Seleziona e ricopia ogni riga dei record che contiene la stringa "logo", distinguendo tra maiuscole e minuscole.

### Dati dell'esercizio ###

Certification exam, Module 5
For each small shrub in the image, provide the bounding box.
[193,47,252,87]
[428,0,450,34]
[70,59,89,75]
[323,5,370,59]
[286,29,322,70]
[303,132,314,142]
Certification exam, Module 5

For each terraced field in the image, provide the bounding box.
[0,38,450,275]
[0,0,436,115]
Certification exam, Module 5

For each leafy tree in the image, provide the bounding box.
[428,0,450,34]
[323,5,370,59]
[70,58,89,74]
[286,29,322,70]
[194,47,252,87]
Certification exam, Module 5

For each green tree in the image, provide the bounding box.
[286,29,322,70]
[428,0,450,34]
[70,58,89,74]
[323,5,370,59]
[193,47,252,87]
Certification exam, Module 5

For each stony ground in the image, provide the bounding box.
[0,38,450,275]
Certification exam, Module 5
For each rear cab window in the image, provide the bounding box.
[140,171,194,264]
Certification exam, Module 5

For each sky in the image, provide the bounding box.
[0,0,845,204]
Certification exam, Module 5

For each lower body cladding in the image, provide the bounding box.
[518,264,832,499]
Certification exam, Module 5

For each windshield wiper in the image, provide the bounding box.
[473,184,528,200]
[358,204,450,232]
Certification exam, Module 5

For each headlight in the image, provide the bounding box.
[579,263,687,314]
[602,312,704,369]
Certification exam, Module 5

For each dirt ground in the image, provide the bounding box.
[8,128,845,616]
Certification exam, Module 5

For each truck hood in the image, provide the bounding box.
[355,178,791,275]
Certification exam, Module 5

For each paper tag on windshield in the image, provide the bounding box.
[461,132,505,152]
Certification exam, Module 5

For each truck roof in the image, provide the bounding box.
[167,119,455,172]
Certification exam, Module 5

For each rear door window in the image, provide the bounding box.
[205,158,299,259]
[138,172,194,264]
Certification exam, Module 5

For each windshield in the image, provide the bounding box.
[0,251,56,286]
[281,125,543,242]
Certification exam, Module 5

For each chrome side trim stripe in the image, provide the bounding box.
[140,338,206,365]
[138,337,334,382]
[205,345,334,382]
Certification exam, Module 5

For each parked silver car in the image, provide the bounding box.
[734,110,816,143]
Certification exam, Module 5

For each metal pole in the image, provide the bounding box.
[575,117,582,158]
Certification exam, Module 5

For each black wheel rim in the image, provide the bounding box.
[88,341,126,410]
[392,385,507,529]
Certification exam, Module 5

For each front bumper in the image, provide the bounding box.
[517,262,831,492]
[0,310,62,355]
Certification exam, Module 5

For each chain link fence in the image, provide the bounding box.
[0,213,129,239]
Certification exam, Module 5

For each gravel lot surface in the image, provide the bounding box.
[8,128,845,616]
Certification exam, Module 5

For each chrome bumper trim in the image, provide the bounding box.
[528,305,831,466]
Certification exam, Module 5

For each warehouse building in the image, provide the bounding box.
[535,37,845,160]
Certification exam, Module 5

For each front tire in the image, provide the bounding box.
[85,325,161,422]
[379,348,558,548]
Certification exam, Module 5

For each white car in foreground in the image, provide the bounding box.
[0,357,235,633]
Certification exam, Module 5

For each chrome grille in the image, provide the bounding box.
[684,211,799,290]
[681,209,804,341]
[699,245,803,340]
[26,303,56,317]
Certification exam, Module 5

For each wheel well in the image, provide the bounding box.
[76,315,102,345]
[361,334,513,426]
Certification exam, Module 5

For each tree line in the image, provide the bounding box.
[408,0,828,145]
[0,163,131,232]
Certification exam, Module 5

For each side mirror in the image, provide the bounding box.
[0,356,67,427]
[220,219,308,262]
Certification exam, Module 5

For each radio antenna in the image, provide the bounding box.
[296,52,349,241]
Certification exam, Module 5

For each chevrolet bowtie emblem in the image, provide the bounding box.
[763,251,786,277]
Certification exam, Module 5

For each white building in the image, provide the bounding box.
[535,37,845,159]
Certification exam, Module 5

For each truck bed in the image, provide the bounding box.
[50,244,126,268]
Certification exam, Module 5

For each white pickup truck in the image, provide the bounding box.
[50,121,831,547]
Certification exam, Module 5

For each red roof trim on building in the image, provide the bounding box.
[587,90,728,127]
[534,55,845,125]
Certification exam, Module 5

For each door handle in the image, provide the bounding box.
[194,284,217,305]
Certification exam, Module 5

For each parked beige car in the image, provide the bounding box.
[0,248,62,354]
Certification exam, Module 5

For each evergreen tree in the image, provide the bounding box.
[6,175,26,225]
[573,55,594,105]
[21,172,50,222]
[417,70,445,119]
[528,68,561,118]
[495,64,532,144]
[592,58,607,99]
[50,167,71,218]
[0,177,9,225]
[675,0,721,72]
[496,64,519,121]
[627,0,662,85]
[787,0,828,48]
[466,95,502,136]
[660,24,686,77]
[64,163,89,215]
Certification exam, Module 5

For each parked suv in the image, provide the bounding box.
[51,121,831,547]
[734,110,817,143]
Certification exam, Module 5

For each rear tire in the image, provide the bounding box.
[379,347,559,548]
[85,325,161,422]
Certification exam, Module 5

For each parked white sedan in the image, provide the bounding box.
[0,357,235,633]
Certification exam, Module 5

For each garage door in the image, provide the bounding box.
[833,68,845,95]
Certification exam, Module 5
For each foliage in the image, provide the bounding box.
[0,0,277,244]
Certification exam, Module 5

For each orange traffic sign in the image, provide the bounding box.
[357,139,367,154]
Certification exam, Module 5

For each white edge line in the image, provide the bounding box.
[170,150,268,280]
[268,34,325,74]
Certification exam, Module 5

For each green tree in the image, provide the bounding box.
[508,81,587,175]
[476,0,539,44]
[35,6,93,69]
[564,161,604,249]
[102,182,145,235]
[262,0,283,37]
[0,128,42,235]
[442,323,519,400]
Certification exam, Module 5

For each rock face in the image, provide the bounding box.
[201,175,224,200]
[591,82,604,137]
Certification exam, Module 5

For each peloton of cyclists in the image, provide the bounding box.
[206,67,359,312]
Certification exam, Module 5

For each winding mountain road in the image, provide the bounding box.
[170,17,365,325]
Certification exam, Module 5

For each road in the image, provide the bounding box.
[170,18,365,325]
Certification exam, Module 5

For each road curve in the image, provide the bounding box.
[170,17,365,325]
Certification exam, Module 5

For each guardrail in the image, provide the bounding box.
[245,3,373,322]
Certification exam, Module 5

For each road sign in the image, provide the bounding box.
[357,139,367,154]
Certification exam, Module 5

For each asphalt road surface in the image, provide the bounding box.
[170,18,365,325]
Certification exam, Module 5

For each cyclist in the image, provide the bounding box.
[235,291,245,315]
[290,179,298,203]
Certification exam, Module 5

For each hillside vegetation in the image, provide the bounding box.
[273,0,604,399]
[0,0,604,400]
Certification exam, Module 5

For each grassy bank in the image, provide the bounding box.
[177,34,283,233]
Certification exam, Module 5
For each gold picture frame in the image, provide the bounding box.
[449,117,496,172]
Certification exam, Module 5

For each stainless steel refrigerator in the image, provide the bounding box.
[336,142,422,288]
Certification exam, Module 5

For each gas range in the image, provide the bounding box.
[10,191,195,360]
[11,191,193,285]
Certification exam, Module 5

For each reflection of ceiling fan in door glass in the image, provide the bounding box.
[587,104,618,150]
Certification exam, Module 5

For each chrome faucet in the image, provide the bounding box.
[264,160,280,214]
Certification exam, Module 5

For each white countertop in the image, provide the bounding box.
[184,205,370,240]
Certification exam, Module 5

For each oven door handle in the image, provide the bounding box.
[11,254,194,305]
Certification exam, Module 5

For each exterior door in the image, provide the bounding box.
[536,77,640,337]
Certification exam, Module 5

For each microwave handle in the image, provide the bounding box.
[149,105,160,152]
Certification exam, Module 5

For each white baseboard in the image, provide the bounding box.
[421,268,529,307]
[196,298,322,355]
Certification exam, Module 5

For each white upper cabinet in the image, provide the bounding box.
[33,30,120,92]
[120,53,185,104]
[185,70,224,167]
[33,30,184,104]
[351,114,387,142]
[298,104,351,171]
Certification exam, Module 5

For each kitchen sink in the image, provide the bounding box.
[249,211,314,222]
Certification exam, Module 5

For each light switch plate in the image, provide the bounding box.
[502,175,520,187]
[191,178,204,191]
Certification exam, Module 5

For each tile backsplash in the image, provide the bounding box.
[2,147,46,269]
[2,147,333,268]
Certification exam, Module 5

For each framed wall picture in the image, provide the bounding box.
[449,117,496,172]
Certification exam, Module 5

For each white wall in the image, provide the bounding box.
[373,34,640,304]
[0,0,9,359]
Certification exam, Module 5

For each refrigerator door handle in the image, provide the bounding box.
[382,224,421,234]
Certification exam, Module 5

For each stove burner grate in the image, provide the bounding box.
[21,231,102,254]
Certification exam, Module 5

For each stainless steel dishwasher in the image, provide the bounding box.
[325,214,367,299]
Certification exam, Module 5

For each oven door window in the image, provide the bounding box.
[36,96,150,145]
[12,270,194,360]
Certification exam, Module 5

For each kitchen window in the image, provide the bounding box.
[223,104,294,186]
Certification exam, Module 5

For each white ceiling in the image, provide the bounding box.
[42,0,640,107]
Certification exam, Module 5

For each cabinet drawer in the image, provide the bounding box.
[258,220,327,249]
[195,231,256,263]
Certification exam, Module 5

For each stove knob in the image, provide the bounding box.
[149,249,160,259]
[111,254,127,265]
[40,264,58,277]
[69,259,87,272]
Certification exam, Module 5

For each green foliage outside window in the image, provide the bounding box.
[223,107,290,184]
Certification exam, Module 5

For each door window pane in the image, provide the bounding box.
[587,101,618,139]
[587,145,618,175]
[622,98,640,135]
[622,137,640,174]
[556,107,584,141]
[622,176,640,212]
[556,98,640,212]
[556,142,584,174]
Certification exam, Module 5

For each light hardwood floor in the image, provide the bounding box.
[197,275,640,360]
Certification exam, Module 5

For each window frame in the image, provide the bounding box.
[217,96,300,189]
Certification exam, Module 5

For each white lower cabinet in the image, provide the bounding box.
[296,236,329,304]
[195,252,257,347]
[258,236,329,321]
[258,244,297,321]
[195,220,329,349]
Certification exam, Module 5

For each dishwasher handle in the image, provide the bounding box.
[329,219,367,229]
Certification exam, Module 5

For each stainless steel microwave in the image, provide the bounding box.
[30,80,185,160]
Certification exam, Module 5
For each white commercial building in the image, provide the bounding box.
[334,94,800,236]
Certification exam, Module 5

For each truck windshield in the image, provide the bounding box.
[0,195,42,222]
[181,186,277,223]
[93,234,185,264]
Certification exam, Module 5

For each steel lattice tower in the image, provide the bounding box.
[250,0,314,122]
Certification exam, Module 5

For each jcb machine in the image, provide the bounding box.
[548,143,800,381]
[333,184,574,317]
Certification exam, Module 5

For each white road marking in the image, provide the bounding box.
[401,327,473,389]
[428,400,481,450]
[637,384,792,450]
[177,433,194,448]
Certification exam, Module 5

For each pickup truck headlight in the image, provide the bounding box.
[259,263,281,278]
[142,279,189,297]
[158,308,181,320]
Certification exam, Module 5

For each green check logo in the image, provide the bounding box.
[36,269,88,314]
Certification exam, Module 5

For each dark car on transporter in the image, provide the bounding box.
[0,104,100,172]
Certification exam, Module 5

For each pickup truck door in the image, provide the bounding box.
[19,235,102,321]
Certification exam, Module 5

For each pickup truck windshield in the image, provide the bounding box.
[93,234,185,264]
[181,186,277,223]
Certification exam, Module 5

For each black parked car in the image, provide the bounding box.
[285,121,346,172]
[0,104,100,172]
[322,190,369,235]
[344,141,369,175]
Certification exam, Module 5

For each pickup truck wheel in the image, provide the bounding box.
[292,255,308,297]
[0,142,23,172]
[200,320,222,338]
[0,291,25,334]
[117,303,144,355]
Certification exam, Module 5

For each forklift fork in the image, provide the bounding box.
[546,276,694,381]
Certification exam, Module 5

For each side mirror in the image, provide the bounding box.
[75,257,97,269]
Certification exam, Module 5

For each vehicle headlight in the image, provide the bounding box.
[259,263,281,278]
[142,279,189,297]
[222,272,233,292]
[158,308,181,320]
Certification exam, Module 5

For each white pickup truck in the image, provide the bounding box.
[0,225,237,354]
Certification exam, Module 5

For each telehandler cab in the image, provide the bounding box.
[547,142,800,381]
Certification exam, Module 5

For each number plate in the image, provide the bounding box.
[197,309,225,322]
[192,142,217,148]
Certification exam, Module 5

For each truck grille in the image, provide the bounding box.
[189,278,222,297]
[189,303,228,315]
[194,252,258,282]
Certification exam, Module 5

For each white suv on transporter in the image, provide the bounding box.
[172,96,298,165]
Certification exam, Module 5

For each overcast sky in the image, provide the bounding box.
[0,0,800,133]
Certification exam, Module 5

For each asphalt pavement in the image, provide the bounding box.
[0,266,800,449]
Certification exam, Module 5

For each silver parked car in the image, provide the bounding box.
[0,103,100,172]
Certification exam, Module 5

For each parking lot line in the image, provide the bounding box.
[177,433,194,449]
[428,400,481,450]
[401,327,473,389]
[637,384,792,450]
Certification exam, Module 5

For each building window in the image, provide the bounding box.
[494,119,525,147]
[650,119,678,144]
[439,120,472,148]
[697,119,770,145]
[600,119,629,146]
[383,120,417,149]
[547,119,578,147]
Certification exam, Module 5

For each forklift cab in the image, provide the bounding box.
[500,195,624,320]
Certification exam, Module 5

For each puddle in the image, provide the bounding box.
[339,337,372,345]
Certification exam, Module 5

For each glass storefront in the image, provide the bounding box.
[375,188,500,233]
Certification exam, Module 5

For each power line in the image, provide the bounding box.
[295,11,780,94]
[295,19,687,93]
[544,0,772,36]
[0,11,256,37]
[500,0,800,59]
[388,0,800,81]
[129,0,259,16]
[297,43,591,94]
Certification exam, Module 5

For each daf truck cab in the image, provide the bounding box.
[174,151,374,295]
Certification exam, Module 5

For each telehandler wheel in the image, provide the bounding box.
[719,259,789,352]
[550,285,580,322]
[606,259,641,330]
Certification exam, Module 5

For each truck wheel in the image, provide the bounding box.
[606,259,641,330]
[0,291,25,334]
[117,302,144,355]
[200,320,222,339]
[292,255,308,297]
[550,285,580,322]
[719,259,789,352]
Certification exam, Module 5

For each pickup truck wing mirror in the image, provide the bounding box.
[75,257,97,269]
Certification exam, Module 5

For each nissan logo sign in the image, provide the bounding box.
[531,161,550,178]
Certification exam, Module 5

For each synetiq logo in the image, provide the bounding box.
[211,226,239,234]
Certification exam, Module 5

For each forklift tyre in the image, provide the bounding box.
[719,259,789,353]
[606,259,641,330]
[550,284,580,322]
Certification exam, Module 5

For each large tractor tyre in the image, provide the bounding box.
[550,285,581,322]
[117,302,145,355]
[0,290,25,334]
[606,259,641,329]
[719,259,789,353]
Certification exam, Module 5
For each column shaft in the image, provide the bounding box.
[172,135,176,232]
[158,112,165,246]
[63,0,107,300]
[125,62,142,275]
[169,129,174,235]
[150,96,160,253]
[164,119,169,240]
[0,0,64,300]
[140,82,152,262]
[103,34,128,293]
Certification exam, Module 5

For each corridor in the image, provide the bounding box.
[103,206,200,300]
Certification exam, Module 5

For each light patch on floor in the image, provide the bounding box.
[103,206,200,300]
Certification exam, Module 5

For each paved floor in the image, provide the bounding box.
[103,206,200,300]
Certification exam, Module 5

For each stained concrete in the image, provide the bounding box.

###

Risultato finale:
For each green check logo in the image, provide the bounding box.
For each nissan logo sign in the image, provide the bounding box.
For each synetiq logo in the image, provide the bounding box.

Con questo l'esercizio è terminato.